Retype, character for character, the line containing "Return one point per instance of the gray" along with each line after it through the end of the data, and only those.
------------------------------
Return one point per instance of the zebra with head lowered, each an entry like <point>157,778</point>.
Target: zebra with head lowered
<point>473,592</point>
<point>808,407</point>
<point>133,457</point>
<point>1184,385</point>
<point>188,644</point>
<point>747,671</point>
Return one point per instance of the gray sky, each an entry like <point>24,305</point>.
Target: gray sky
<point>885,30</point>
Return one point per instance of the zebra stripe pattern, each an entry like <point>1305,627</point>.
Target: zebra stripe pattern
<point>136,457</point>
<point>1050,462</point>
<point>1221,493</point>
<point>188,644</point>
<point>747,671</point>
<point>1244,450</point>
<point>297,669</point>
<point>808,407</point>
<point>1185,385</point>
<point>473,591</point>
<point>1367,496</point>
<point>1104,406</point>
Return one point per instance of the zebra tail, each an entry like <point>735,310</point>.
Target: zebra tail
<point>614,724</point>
------------------------------
◆ **Output of the exercise**:
Return one point per instance of the gray sky, each an entry like <point>24,305</point>.
Target: gray sky
<point>885,30</point>
Return one point per instance of the zebra stripe pattern, each an entry like <point>1305,627</point>.
Target: zebra stripe pattern
<point>136,457</point>
<point>1050,462</point>
<point>1221,493</point>
<point>188,644</point>
<point>747,671</point>
<point>1244,450</point>
<point>297,669</point>
<point>808,407</point>
<point>1185,385</point>
<point>473,591</point>
<point>1367,496</point>
<point>1104,406</point>
Return one point per instance of the zebra tail, each an entry like <point>735,310</point>.
Target: zebra tail
<point>614,724</point>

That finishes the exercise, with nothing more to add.